● **Task inputs**

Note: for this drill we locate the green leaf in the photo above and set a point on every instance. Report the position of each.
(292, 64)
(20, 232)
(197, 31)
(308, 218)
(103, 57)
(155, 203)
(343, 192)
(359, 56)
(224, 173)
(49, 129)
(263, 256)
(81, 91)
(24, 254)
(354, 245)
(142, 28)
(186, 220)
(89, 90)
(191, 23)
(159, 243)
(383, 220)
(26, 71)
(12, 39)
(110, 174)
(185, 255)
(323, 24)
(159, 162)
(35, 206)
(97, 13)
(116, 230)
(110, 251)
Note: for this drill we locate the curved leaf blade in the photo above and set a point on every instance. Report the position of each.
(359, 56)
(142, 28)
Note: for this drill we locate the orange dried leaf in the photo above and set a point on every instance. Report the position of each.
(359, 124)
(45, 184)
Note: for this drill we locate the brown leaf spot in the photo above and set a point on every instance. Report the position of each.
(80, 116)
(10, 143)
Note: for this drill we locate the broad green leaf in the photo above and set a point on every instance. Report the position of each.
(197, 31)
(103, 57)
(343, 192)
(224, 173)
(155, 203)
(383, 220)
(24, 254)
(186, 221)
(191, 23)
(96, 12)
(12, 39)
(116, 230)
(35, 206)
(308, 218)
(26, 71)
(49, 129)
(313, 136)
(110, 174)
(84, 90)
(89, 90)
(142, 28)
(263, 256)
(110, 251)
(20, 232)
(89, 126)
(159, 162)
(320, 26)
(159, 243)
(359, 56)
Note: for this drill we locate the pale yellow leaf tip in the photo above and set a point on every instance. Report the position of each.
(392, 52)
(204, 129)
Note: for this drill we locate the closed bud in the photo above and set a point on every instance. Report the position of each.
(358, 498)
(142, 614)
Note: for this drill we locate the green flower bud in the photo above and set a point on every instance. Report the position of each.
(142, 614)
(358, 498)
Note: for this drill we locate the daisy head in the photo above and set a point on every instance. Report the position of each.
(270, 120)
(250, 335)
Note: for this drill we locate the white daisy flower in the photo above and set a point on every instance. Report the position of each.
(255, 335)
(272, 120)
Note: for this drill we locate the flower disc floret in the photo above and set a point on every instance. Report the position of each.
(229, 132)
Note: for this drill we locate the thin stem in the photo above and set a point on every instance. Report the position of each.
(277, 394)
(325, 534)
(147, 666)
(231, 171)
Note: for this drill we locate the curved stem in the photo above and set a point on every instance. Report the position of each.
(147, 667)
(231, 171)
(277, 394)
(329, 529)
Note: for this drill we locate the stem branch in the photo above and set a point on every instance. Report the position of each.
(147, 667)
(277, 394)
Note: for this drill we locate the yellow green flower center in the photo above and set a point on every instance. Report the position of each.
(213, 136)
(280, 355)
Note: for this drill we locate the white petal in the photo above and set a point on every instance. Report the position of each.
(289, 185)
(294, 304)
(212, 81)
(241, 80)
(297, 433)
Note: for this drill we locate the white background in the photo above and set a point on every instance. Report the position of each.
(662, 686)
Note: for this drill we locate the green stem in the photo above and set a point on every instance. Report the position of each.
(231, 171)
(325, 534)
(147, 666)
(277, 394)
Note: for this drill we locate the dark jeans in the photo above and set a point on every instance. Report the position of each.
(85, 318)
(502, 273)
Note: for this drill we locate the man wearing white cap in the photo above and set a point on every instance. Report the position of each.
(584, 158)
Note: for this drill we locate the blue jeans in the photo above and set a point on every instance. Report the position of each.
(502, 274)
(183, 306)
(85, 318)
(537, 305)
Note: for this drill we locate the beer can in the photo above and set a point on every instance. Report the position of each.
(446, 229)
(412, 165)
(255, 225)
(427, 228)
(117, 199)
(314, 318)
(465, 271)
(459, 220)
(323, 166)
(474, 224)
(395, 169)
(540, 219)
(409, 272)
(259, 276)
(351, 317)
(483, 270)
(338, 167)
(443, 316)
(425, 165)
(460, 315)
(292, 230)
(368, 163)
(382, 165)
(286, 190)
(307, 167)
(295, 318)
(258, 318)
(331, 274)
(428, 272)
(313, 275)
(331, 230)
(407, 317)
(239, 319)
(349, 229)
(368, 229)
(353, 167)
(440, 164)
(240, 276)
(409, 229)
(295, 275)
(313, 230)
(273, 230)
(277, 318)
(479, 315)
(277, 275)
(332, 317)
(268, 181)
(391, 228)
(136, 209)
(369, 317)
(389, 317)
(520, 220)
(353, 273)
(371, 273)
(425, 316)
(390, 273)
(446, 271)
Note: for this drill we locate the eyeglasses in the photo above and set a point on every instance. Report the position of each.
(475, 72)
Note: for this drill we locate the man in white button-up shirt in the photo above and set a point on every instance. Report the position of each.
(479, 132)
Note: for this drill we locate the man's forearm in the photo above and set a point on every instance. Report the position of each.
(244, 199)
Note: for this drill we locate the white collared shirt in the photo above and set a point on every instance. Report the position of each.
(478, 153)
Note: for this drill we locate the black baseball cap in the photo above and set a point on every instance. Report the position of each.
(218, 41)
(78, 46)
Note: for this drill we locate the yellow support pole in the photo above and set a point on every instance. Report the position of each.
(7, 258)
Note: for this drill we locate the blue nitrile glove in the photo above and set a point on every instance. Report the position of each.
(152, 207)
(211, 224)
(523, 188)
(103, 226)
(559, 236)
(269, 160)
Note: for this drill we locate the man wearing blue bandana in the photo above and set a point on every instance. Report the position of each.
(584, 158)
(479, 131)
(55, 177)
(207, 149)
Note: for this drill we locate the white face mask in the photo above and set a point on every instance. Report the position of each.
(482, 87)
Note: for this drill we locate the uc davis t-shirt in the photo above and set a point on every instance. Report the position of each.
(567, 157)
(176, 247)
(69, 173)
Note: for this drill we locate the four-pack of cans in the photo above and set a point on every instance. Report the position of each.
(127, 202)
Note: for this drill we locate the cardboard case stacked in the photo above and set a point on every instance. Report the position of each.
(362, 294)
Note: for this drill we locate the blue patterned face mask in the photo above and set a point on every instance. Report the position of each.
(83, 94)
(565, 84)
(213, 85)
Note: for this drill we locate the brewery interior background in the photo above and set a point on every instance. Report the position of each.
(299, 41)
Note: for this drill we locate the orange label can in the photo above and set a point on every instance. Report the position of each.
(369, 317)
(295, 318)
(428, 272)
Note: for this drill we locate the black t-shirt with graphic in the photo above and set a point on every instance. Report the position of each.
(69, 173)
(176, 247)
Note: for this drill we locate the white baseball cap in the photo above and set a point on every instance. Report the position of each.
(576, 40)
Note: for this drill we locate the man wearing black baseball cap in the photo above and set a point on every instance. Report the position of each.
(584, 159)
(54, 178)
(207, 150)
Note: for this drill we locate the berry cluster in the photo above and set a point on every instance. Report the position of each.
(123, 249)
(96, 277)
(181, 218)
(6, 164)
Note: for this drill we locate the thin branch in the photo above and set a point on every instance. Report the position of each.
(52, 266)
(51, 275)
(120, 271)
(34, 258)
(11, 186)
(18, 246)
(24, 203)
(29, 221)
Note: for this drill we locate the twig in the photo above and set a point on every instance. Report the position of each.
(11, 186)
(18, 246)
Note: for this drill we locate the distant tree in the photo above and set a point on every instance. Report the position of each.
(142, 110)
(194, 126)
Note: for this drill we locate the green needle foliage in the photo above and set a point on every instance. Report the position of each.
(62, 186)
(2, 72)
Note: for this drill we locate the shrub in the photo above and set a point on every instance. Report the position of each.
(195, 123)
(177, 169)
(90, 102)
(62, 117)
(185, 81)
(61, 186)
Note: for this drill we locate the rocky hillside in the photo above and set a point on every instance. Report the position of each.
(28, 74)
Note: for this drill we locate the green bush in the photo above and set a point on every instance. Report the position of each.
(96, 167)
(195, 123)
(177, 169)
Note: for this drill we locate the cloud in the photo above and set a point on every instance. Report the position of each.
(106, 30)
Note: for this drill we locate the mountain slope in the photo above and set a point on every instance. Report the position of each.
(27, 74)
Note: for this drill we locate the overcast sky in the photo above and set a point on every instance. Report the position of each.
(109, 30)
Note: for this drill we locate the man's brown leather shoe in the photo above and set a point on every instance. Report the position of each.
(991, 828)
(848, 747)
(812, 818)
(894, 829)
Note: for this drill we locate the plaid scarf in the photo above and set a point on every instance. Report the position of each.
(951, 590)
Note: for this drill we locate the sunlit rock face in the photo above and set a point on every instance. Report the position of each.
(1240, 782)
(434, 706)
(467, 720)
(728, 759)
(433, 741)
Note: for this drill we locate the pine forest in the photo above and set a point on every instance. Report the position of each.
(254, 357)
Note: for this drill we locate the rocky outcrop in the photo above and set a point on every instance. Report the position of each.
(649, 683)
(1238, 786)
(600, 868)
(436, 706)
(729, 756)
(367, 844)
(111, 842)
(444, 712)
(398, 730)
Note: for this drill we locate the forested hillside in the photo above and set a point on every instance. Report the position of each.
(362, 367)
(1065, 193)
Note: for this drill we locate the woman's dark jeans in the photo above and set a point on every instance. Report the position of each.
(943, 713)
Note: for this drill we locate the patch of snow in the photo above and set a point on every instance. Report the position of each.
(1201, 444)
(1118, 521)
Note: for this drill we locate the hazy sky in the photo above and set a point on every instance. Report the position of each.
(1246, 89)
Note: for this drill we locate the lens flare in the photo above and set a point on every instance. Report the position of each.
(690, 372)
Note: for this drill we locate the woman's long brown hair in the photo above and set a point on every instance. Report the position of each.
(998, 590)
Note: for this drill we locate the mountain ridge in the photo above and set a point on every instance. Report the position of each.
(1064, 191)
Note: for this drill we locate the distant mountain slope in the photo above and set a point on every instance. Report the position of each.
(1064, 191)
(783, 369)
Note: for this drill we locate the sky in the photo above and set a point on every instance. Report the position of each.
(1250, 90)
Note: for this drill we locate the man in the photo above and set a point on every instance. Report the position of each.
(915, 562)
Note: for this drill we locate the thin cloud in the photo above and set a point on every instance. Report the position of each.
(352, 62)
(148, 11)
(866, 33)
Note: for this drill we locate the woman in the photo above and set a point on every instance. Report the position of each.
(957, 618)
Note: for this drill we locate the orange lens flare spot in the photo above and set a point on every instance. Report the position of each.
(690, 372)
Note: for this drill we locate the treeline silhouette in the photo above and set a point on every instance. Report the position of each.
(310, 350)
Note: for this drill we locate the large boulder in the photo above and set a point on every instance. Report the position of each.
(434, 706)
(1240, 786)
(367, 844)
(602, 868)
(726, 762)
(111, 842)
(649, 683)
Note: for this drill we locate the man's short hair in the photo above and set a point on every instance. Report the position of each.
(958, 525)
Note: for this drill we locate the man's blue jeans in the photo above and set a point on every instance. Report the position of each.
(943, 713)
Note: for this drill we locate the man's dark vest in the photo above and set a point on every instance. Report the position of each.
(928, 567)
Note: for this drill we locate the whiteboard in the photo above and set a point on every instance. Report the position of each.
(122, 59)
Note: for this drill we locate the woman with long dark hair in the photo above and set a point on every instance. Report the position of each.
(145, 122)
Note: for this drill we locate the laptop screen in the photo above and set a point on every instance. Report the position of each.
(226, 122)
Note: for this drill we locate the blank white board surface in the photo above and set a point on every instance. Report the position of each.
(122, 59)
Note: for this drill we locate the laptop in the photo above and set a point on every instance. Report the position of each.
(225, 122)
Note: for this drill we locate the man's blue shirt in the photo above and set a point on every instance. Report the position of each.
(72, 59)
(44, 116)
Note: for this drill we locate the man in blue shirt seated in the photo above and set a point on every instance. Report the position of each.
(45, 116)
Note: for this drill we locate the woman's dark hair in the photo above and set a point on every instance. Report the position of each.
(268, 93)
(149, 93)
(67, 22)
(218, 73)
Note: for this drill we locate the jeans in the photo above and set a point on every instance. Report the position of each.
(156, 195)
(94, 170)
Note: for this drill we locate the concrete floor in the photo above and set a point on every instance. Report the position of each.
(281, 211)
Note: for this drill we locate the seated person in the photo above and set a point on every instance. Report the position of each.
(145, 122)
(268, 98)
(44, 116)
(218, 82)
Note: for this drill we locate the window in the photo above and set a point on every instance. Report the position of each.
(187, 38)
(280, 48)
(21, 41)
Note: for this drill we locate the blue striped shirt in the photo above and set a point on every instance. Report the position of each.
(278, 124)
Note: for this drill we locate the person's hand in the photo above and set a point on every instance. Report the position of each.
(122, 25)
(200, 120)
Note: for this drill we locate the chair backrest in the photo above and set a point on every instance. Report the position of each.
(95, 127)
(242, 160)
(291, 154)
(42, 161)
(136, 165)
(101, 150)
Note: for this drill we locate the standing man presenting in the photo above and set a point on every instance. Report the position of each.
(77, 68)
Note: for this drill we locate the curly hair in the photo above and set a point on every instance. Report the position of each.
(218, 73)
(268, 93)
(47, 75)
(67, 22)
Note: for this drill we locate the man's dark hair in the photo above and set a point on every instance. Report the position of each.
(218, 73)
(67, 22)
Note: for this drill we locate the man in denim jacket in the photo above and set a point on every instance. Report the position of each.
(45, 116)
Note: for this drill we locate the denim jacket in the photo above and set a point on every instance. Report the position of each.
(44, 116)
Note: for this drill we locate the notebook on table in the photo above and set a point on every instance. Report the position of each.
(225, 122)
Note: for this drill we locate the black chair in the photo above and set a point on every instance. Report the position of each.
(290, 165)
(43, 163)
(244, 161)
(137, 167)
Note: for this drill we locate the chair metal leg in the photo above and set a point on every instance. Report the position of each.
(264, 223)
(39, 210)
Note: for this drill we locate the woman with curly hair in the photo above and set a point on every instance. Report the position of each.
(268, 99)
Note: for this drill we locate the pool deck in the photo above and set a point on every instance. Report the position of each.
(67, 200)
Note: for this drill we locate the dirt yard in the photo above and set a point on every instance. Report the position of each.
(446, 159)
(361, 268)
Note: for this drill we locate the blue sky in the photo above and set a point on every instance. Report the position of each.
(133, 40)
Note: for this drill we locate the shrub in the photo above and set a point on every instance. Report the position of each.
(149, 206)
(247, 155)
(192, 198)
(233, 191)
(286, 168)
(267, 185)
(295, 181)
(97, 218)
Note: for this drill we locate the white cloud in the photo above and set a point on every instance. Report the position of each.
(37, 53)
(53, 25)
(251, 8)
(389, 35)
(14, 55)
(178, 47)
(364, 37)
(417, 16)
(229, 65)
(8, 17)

● **Exercise requirements**
Print exactly the lines from the one with "Note: for this drill we locate the chair metal" through the end of the data, inclusive.

● **Answer space**
Note: for this drill we locate the chair metal leg in the photo above and set a point on every instance. Report the position of each.
(264, 223)
(39, 210)
Note: for this drill we locate the woman with curly hair in the photo above and set a point on every instance. Report the position of each.
(268, 99)
Note: for this drill we locate the pool deck in the photo above and set a point on every instance. Report the position of each.
(67, 200)
Note: for this drill we locate the dirt yard in the photo above and set a point on every instance. Report the position of each.
(446, 159)
(361, 268)
Note: for this drill we locate the blue sky in the photo above and set a point on every instance. Report the position of each.
(133, 40)
Note: for this drill we locate the shrub in the photo above and set a point on every instance. Report the position of each.
(149, 206)
(247, 155)
(192, 198)
(233, 191)
(286, 168)
(267, 185)
(295, 181)
(97, 218)
Note: for this drill we locate the white cloud in the photo above and set a point on every instance. Report the position of each.
(37, 53)
(53, 25)
(251, 8)
(389, 35)
(14, 55)
(178, 47)
(364, 37)
(417, 16)
(229, 65)
(8, 17)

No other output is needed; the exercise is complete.